> _What is expected_:
Present the lines of the entries below as a numbered list, skipping blank lines, starting at the line that contains "Return the mask of every instance of the green" and ending at the line that contains "156], [195, 158]]", with both of those lines included.

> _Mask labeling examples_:

---

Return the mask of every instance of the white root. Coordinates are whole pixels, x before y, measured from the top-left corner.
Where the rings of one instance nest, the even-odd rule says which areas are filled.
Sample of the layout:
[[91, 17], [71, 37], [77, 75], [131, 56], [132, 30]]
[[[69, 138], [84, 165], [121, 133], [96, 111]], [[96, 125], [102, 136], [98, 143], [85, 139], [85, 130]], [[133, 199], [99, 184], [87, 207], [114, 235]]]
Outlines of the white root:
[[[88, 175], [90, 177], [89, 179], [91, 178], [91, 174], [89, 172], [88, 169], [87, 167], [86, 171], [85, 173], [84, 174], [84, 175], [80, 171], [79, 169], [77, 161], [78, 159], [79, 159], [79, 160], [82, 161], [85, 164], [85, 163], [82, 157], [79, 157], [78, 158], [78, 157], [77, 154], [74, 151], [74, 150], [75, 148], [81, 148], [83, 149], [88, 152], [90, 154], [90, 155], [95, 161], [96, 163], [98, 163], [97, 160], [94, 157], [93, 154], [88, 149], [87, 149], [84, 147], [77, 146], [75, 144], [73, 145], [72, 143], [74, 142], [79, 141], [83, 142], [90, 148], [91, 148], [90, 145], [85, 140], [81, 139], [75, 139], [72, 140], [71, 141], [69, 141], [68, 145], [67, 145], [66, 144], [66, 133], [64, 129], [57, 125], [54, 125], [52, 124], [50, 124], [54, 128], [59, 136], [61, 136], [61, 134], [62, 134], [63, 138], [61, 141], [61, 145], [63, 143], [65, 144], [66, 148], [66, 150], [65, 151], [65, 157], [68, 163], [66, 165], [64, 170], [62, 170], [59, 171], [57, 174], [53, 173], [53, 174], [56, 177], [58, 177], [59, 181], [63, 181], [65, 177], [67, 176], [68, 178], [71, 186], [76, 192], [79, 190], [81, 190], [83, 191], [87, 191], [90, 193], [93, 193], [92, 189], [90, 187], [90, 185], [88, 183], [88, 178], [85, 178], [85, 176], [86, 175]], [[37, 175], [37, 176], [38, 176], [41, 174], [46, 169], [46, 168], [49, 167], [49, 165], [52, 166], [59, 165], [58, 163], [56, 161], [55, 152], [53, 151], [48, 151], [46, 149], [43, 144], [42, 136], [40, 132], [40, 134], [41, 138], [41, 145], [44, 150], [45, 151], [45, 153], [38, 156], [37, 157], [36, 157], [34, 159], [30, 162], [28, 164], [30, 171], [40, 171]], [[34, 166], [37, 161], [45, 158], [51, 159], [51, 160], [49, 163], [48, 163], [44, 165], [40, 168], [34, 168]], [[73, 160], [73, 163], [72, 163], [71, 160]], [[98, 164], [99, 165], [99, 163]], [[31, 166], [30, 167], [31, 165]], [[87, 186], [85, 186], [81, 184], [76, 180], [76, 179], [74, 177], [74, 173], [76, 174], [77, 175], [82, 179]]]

---

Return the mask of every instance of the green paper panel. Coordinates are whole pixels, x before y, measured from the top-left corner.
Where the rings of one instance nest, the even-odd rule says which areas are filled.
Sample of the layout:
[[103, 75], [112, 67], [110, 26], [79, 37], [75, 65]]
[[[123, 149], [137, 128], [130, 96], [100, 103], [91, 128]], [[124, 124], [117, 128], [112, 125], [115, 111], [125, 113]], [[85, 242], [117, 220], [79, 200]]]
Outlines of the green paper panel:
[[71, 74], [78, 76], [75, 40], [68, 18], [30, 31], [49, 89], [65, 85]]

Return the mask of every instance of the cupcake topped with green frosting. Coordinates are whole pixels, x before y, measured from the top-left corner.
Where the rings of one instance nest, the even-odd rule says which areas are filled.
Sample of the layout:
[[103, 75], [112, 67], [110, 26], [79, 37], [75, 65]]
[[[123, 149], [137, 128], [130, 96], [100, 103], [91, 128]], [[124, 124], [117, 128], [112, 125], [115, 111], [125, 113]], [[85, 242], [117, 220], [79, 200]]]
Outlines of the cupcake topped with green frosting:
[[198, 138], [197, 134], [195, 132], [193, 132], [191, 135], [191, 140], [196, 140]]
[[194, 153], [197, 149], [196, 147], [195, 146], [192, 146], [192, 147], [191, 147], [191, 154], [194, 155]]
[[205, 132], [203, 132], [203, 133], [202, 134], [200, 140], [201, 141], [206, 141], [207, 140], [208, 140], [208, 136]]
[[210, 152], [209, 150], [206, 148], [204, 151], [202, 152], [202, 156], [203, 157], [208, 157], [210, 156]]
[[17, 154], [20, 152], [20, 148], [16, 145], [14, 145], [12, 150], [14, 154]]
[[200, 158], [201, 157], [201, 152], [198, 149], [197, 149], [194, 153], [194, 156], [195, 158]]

---

> _Response to the task_:
1. Return the mask of every instance of the green paper panel. Coordinates are whole pixels, x before y, measured from the top-left corner.
2. Where the rings of one instance nest, the even-odd rule says which areas are filled.
3. Sample of the layout:
4. [[103, 75], [112, 67], [110, 26], [79, 37], [75, 65]]
5. [[[123, 149], [137, 128], [130, 96], [100, 103], [91, 128]], [[124, 124], [117, 128], [112, 125], [115, 111], [125, 113]], [[85, 242], [117, 220], [79, 200]]]
6. Outlines of the green paper panel:
7. [[71, 74], [78, 76], [75, 40], [68, 18], [30, 31], [49, 89], [65, 85]]
8. Return the mask of every instance of the cupcake topped with green frosting. Coordinates are whole pixels, x before y, measured from the top-left corner.
9. Where the rings of one instance nest, the even-odd rule says which areas are filled.
10. Sample of the layout:
11. [[103, 75], [112, 67], [110, 26], [79, 37], [75, 65]]
12. [[[123, 149], [137, 128], [130, 96], [100, 103], [91, 128]], [[124, 124], [117, 128], [112, 125], [115, 111], [125, 113]], [[85, 242], [117, 220], [79, 200]]]
13. Outlines of the cupcake topped with green frosting:
14. [[198, 138], [197, 134], [195, 132], [193, 132], [191, 135], [191, 140], [196, 140]]
15. [[194, 153], [197, 149], [196, 147], [195, 146], [192, 146], [192, 147], [191, 147], [191, 154], [194, 155]]
16. [[205, 132], [203, 132], [203, 133], [202, 134], [200, 140], [201, 141], [206, 141], [207, 140], [208, 140], [208, 136]]
17. [[210, 152], [209, 150], [206, 148], [204, 151], [202, 152], [202, 156], [203, 157], [208, 157], [210, 156]]
18. [[17, 154], [20, 152], [20, 148], [16, 145], [14, 145], [12, 150], [14, 154]]
19. [[200, 158], [201, 157], [201, 152], [198, 149], [197, 149], [194, 153], [194, 156], [195, 158]]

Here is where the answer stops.